_DO THIS_: Please turn the listing below, from the line with "Can you find the redwood" through the end, into a JSON list of strings with one string per line, leaving out blank lines.

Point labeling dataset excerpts
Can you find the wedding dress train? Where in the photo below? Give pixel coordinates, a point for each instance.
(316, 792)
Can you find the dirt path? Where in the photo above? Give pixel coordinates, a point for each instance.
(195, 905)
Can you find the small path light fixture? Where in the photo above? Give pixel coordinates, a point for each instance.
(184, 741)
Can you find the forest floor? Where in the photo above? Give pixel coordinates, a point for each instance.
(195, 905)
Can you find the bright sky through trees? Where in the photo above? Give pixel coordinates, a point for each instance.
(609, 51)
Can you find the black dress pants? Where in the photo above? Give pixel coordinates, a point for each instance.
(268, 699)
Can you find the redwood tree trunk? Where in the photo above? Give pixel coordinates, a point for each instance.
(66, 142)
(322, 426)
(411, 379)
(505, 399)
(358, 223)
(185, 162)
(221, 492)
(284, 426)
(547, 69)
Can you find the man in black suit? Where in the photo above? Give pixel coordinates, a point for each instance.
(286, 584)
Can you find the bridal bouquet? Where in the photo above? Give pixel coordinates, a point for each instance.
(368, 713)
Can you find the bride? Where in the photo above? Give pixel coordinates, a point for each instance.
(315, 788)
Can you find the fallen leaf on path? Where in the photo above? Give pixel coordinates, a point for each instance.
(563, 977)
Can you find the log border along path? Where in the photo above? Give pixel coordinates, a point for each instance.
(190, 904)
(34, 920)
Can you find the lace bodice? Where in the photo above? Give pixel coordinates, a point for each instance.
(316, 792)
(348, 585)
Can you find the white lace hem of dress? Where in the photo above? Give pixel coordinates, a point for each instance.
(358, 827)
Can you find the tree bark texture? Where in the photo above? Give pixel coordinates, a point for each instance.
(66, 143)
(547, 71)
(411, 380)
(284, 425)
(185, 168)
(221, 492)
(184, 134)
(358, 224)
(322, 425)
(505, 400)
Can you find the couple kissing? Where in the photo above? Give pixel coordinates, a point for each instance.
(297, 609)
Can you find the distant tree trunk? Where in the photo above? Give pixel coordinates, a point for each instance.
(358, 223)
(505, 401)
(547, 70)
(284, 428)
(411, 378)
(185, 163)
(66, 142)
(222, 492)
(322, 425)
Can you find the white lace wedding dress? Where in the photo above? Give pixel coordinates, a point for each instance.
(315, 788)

_WORKED ANSWER_:
[
  "Can you find the redwood tree trunk? Where in the photo above? Give pixel coordinates, a point for each instance.",
  "(66, 142)",
  "(322, 426)",
  "(411, 379)",
  "(505, 399)",
  "(358, 223)",
  "(185, 162)",
  "(221, 492)",
  "(284, 426)",
  "(547, 69)",
  "Can you find the man in black suit? Where in the photo above? Give pixel coordinates, a point for each instance.",
  "(286, 584)",
  "Can you find the bridal bouquet? Where in the photo above? Give pixel coordinates, a point for each instance.",
  "(368, 713)",
  "Can you find the bride? Where in the photo above? Give pixel coordinates, a point for each instance.",
  "(315, 788)",
  "Can you find the fallen leaf on path? Where in the photo above? Give pixel coordinates, a point for each instance.",
  "(563, 977)",
  "Can you find the log border along path? Where in the photo above? Give pixel coordinates, a point for each instance.",
  "(190, 904)",
  "(34, 920)",
  "Can you find the lace bodice? Where in the photo above? Give pixel coordinates, a point for each instance.",
  "(316, 792)",
  "(348, 585)",
  "Can you find the white lace hem of dress? Where in the photo above? Give pixel coordinates, a point for each instance.",
  "(358, 827)",
  "Can you find the tree bark texture? Where in the photo above? Give pixel coordinates, a point for each instance.",
  "(66, 143)",
  "(547, 71)",
  "(411, 380)",
  "(284, 425)",
  "(185, 168)",
  "(221, 492)",
  "(184, 134)",
  "(358, 224)",
  "(322, 425)",
  "(505, 400)",
  "Can you find the couple kissing? Where in the photo above? Give pixel coordinates, a point for each instance.",
  "(297, 609)",
  "Can you find the distant tree trunk? Where in the photo above? Give pixel coordinates, a point for each instance.",
  "(358, 223)",
  "(505, 401)",
  "(547, 70)",
  "(284, 428)",
  "(411, 378)",
  "(185, 163)",
  "(66, 142)",
  "(222, 492)",
  "(322, 425)",
  "Can you find the white lace wedding dress? Where in the photo above? Give pixel coordinates, a point for each instance.",
  "(315, 788)"
]